Condense the paragraph in the forum post below that begins "Finally, there's at least a bit of research" into one shorter sentence that keeps its main facts.

START DOCUMENT EXTRACT

There's a decent amount of reading when scholar-googling:

[https://scholar.google.com/scholar?q=hsv1+alzheimers](https://scholar.google.com/scholar?q=hsv1+alzheimers)

Moir's paper specifically: the relationship between β-Amyloid and viruses in
the brain:

[https://www.cell.com/neuron/fulltext/S0896-6273(18)30526-9](https://www.cell.com/neuron/fulltext/S0896-6273\(18\)30526-9)
(study link)

There's also research pointing to sleep's function as helping clear out
plaques such as beta-amyloid.

[https://news.ycombinator.com/item?id=16026655](https://news.ycombinator.com/item?id=16026655)

Finally, there's at least a bit of research pointing to boosted susceptibility
of herpes viral infections when carrying ApoE4:

[https://scholar.google.com/scholar?q=hsv1+apoe4](https://scholar.google.com/scholar?q=hsv1+apoe4)

END DOCUMENT EXTRACT
START ENTRIES PROVIDED

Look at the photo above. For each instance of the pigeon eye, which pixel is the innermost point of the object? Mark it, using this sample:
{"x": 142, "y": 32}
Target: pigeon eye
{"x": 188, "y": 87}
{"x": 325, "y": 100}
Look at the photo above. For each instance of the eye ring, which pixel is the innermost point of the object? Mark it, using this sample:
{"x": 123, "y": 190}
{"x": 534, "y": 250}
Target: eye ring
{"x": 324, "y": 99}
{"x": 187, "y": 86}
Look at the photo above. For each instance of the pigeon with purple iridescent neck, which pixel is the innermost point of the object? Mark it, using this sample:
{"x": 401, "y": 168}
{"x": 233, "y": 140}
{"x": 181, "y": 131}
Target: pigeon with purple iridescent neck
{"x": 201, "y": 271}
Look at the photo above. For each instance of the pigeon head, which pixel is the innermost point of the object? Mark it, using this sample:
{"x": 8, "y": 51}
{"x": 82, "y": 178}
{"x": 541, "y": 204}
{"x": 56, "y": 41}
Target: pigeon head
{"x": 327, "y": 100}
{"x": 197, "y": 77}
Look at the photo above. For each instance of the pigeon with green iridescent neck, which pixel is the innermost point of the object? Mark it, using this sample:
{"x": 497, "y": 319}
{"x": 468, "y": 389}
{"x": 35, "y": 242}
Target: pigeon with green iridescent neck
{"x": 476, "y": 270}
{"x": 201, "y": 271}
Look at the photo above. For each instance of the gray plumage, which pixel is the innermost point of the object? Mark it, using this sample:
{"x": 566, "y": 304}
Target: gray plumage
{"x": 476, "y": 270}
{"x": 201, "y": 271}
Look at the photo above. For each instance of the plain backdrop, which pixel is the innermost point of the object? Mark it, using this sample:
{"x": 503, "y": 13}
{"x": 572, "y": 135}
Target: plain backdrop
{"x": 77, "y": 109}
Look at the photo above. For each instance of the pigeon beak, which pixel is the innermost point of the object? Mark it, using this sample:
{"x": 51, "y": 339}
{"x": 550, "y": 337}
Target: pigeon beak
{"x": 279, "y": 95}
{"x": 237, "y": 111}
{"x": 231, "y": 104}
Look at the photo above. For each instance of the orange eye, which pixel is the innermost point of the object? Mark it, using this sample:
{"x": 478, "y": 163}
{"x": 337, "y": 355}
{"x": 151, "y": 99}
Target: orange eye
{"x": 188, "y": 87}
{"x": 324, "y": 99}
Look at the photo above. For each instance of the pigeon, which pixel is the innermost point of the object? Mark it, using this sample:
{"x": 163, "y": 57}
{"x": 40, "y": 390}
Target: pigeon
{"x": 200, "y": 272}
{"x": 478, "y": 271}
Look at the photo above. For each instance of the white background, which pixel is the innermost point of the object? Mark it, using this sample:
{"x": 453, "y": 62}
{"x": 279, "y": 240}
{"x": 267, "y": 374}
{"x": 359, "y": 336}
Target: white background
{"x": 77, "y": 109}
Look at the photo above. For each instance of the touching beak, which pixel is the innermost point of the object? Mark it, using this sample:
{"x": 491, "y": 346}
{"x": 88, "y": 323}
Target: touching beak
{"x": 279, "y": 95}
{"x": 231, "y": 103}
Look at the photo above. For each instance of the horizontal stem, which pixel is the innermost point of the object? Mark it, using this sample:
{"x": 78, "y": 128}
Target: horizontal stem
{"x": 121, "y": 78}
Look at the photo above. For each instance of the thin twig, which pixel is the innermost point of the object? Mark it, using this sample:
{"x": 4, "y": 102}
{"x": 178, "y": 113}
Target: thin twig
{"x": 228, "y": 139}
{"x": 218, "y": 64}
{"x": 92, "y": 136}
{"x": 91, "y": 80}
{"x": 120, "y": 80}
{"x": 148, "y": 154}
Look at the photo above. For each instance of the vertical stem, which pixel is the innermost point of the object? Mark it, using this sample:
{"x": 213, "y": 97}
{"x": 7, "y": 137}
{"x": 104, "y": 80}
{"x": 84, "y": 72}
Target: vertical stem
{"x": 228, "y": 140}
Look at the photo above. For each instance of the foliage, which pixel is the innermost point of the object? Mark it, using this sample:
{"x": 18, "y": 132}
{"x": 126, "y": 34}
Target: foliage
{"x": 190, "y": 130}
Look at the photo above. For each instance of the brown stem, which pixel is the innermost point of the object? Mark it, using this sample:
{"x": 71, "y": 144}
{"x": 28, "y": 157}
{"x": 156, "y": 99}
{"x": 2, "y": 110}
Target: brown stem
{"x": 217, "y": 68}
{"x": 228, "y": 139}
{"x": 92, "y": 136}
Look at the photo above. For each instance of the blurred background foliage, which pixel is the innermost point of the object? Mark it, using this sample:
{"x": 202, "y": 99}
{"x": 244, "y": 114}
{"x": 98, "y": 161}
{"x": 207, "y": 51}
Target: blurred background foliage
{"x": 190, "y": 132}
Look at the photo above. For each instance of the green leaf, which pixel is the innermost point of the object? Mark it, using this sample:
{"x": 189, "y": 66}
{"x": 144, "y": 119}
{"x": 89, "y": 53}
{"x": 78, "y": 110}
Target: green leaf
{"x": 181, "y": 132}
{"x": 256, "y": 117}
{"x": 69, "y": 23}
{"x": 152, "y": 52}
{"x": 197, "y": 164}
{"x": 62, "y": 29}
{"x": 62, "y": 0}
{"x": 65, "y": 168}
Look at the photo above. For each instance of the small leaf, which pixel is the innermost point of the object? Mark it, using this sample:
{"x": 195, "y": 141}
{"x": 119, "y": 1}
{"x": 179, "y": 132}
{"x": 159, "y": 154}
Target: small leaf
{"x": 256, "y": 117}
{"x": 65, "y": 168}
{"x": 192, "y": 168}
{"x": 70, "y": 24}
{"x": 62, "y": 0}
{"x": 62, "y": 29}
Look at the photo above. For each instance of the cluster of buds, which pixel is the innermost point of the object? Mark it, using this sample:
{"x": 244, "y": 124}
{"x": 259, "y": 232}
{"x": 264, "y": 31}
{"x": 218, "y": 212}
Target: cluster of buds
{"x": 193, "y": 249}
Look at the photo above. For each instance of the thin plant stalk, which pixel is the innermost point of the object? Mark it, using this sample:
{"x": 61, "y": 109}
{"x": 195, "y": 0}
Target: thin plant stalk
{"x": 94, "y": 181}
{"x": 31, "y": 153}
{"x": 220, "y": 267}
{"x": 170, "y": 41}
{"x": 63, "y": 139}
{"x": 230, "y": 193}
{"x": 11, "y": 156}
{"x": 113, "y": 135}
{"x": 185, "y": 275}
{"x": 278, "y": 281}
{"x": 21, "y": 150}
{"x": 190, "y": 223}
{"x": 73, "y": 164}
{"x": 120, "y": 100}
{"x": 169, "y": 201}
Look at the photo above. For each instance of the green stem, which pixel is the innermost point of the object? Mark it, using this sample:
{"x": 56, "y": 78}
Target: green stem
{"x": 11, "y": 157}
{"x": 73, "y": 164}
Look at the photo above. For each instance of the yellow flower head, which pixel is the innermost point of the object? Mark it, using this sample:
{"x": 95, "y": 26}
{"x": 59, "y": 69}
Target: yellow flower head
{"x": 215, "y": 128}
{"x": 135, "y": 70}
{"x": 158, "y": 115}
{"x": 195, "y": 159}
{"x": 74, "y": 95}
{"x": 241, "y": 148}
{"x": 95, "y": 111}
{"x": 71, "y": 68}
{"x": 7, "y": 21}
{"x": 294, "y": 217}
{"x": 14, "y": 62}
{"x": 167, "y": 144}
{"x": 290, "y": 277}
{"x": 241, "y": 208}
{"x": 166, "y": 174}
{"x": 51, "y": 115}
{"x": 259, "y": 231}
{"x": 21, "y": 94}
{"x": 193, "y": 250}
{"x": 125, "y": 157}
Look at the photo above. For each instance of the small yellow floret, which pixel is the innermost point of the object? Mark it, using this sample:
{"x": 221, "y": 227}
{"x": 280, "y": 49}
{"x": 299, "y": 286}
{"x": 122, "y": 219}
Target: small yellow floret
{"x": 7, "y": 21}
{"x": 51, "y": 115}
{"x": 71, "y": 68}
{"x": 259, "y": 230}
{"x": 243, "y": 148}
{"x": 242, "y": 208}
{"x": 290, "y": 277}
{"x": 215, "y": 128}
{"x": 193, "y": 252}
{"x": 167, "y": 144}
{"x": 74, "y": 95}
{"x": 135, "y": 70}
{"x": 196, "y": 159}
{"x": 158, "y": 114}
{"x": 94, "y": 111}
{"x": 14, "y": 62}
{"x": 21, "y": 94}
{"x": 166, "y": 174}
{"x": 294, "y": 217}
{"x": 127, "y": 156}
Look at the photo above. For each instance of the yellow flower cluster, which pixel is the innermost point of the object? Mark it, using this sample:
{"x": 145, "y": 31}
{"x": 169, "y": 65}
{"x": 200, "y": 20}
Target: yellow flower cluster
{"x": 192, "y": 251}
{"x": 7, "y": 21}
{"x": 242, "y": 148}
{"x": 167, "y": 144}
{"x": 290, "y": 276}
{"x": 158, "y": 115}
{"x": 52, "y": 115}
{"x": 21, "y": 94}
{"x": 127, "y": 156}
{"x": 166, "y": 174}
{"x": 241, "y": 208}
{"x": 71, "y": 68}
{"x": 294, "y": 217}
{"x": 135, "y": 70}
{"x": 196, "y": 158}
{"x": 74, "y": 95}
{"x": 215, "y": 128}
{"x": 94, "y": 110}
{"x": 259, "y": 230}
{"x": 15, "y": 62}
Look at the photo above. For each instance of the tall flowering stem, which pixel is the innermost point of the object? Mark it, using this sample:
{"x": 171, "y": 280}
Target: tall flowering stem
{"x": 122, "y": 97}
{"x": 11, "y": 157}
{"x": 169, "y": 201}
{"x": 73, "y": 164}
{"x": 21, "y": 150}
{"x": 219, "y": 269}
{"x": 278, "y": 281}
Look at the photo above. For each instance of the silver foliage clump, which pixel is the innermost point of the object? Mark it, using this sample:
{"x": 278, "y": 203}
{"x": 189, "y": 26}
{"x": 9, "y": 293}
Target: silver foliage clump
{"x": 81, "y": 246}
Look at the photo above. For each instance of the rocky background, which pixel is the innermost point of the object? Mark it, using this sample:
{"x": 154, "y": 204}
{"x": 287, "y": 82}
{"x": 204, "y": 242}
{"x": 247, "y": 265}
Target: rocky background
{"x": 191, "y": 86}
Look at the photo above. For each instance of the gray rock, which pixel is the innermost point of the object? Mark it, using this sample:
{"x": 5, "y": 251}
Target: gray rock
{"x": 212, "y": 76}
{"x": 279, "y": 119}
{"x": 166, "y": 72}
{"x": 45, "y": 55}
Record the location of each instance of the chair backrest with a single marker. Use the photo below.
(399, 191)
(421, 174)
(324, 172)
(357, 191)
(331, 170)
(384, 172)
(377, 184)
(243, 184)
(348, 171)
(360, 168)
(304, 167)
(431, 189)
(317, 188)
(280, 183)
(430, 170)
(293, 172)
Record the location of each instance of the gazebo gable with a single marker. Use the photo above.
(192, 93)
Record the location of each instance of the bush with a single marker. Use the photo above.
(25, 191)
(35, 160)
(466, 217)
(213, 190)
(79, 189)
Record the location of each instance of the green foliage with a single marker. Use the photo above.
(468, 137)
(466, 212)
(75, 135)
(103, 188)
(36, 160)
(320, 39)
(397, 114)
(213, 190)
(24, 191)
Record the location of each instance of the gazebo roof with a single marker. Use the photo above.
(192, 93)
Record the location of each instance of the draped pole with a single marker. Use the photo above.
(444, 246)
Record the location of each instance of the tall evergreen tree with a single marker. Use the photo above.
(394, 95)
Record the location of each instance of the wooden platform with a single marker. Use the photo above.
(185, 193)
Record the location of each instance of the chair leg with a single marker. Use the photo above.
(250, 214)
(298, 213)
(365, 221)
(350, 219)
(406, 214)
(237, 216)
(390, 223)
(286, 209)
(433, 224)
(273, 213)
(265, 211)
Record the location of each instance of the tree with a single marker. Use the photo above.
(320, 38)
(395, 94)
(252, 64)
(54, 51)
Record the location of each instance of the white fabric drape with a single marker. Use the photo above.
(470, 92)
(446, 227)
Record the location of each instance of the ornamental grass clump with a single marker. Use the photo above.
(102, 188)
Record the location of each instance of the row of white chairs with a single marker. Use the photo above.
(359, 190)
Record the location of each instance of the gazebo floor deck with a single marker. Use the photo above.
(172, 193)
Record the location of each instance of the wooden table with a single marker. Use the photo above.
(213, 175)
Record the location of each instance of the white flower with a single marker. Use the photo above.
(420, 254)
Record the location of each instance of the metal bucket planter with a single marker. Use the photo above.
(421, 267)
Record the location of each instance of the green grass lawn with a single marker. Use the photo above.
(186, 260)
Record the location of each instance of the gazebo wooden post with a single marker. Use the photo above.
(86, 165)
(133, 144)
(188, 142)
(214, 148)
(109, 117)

END ENTRIES PROVIDED

▶ _THE COMPLETED TASK_:
A little research suggests that carrying ApoE4 raises susceptibility to herpes viral infections.